Our Team

Nadeen Bir
Nadeen Bir
Director of Finance and Human Resources
Nadeen Bir (she, her) is a Palestinian-American who grew up in Kentucky and South Carolina. Since 2002, she has worked with social justice movements in North Carolina, particularly with immigrant/Latinx communities, farmworkers, and labor rights organizations. She has worked with youth of all ages and families and has held various leadership positions at El Pueblo, IUE-CWA nonprofit workers union, El Centro Hispano, and Student Action with Farmworkers. She has fought for in-state tuition, an end to child labor, and supported worker-led campaigns. Most recently, she worked as the Associate Director at Southern Vision Alliance, a Southern regional movement infrastructure organization working to disrupt and transform power for collective liberation. Nadeen studied Spanish and political science at the College of Charleston, SC. She enjoys spending time in nature with her family and their dog Mr. Scruffers.
Coral Feigin
Coral Feigin
Director of Organizational Development

Coral (she, her) is an abolitionist organizer, freedom schemer and behind-the-scenes infrastructure builder based in Middle Tennessee. She is a queer white Jewish trans femme who has worked in racial, gender, and economic justice movements for over 10 years. Coral has organized with organizations including Critical Resistance, the Transgender Gendervariant Intersex Justice Project, and the Western Regional Advocacy Project to fight for a world free of policing, imprisonment, surveillance, and the criminal legal system. She fell in love with Southern queer and trans organizers which siren sung her to root herself in the struggle for liberation in the South.

Neesha Powell-Ingabire                                                                                         
Director of Popular Education

Neesha Powell-Ingabire (any respectful pronouns) is a coastal Georgia-born-and-raised movement journalist, essayist, community & cultural organizer, resource mobilizer, cat parent, spouse, and auntie living in Atlanta/occupied Muscogee territory.

┄┄┄┄┄┄┄┄┄┄

_Questions_
A – Translate this sentence from the team page into Spanish: "She enjoys spending time in nature with her family and their dog Mr. Scruffers."
B – According to the team page, what subjects did Nadeen Bir study at the College of Charleston?
C – Please extend the team page above, picking up after its last sentence about Neesha Powell-Ingabire.

Data entries:
┄┄┄┄┄┄┄┄┄┄

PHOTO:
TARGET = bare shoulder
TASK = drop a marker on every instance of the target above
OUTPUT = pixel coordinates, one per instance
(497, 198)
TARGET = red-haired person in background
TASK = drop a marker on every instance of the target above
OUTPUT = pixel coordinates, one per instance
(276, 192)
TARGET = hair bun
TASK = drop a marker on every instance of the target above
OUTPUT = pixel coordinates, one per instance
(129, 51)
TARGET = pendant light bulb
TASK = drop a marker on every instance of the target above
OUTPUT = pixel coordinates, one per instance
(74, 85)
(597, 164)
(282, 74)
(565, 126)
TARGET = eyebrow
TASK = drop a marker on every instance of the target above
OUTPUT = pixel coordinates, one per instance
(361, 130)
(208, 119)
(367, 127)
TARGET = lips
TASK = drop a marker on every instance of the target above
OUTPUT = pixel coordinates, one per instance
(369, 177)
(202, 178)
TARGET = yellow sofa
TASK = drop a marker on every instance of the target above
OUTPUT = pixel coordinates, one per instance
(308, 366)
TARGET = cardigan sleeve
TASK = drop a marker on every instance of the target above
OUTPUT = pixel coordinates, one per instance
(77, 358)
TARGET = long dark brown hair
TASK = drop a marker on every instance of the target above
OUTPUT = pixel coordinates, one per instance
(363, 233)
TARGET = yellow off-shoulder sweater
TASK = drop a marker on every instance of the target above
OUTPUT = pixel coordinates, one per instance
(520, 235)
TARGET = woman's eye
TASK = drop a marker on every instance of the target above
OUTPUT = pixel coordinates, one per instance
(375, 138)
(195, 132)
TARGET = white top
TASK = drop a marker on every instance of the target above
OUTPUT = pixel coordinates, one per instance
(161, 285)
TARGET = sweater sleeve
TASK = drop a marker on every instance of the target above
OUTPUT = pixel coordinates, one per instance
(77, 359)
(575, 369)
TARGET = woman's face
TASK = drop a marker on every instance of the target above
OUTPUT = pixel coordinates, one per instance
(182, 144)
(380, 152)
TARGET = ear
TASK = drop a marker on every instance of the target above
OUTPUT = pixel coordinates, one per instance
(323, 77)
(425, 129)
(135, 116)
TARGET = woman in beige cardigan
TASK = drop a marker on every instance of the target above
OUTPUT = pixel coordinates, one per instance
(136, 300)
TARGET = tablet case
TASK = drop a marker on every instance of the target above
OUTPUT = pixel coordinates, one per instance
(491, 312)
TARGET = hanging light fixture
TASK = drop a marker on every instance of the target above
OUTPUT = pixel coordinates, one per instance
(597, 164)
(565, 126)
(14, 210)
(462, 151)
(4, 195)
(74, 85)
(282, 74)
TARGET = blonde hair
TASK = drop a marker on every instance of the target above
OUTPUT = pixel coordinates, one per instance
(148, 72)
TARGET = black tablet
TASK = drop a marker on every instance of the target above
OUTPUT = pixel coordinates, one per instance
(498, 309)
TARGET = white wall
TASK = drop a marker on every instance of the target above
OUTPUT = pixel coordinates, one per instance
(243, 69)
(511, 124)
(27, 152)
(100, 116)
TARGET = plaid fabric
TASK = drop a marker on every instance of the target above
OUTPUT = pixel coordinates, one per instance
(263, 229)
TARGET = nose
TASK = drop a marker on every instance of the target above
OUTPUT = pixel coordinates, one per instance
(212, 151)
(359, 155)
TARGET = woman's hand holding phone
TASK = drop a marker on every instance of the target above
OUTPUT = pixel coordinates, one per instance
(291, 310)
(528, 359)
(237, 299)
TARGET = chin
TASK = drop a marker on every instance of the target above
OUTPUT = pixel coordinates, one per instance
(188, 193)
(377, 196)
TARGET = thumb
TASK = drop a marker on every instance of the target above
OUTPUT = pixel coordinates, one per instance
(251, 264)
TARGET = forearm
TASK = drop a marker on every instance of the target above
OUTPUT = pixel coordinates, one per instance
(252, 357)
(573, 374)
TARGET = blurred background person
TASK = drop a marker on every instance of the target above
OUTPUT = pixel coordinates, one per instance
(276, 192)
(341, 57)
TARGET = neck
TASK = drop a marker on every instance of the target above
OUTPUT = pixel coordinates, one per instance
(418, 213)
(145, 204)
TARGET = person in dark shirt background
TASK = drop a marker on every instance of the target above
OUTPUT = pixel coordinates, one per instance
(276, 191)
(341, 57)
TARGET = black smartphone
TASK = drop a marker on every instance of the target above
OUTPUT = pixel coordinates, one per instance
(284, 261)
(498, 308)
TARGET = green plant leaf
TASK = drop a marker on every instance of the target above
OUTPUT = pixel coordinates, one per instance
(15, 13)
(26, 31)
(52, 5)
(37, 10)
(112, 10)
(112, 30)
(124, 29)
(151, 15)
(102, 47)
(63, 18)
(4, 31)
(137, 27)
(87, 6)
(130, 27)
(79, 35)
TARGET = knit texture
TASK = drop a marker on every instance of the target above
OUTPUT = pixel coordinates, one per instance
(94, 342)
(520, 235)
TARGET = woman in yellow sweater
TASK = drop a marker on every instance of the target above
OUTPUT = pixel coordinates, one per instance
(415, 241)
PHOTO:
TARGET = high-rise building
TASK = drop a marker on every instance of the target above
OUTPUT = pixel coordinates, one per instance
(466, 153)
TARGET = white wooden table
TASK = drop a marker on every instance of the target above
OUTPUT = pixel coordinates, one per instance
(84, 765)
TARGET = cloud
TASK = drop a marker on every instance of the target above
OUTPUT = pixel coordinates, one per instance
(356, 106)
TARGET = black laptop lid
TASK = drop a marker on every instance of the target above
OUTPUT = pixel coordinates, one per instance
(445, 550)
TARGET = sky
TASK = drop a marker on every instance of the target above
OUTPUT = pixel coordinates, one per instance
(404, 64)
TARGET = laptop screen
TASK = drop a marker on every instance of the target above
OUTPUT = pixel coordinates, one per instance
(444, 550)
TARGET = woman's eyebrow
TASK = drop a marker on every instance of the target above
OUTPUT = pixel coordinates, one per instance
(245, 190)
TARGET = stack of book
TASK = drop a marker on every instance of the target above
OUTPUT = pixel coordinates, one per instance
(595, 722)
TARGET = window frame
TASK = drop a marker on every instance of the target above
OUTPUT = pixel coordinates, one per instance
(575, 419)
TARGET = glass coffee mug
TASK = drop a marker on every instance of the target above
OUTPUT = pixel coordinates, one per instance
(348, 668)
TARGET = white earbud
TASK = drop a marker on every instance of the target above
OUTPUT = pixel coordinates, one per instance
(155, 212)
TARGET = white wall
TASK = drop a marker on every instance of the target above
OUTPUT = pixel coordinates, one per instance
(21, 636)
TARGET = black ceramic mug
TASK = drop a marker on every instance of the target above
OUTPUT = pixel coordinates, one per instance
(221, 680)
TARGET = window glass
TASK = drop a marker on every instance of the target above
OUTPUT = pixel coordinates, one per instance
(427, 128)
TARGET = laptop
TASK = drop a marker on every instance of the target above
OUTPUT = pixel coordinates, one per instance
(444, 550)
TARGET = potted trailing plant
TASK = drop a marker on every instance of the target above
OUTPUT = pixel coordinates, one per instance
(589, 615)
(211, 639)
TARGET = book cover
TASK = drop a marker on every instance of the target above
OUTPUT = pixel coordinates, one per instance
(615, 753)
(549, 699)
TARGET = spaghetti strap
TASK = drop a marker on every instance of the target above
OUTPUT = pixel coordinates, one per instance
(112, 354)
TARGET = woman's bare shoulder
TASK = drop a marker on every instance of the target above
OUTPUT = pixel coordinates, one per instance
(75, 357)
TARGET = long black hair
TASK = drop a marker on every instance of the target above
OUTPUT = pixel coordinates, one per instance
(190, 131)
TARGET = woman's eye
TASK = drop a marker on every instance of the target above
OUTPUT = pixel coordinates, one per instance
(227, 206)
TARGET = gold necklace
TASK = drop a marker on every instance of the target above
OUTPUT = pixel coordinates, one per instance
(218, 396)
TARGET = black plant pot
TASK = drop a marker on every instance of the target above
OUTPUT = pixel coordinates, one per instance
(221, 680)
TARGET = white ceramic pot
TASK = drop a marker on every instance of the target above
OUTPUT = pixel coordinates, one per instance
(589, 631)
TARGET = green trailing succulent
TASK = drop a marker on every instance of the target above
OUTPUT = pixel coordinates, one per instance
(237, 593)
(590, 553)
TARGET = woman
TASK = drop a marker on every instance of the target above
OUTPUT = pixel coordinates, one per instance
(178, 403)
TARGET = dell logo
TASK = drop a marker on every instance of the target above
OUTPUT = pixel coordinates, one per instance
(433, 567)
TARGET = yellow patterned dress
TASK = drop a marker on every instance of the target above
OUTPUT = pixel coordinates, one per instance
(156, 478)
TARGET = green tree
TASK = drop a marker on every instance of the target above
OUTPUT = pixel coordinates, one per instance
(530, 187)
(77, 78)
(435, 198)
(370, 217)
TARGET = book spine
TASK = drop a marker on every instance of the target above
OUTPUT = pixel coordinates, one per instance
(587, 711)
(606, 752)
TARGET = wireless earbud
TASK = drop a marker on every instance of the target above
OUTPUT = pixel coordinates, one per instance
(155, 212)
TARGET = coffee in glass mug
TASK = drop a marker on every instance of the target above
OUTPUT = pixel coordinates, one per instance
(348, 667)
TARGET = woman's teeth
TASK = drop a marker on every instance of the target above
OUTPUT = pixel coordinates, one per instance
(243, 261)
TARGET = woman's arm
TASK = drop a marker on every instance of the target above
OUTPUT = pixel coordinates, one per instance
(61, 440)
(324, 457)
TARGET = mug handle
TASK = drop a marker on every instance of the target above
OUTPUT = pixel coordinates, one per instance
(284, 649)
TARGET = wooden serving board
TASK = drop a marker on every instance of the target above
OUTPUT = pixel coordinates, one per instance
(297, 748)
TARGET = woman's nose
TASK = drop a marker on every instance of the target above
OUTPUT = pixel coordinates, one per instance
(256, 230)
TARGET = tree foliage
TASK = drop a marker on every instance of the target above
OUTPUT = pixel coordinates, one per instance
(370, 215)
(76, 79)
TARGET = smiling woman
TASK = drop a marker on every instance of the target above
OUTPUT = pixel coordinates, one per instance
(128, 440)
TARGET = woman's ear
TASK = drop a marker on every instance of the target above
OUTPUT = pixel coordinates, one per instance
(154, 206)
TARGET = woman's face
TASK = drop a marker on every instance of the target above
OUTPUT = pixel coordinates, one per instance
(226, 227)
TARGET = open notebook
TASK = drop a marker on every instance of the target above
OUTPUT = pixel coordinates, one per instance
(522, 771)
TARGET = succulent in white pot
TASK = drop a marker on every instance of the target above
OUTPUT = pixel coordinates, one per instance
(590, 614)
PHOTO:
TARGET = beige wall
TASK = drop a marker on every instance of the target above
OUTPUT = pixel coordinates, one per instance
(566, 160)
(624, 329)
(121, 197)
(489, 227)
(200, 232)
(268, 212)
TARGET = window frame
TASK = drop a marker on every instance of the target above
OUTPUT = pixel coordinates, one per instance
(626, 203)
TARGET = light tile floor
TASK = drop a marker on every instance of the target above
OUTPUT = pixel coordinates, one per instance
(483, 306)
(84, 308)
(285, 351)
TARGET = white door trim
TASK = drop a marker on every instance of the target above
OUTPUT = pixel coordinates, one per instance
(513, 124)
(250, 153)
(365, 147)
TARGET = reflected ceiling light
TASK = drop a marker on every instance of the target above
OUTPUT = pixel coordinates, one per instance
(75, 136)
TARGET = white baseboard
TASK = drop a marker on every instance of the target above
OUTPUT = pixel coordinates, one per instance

┄┄┄┄┄┄┄┄┄┄

_Answer section_
A – Le gusta pasar tiempo en la naturaleza con su familia y su perro, Mr. Scruffers.

B – Spanish and political science.

C –
She first engaged with Press On in 2019 as one of the inaugural Freedomways reporting fellows, producing two stories about reproductive injustices in Georgia and collaborating with SPARK Reproductive Justice NOW on a live podcast about how fake clinics (so-called “crisis pregnancy centers”) harm pregnant people by coercing them into not seeking abortion care. She also received a grant from Press On’s Southern Movement Media Fund in 2020, allowing her to report on environmental threats to Gullah Geechee culture in her home county.

Neesha graduated with a Master of Fine Arts in Creative Writing from Georgia College. Over the past decade, her writing has been published in various online and print publications, including Harper’s Bazaar, Oxford American, Scalawag, and VICE. She reports on the justice movements of the Black, trans, queer, and Southern communities to which she belongs and writes essays to recover her own history and the histories of her ancestors and their ancestral homes. Her debut book, Come By Here: Memory, Murder, and Homecoming on Georgia’s Geechee Coast, will be published by Hub City Press in fall 2024.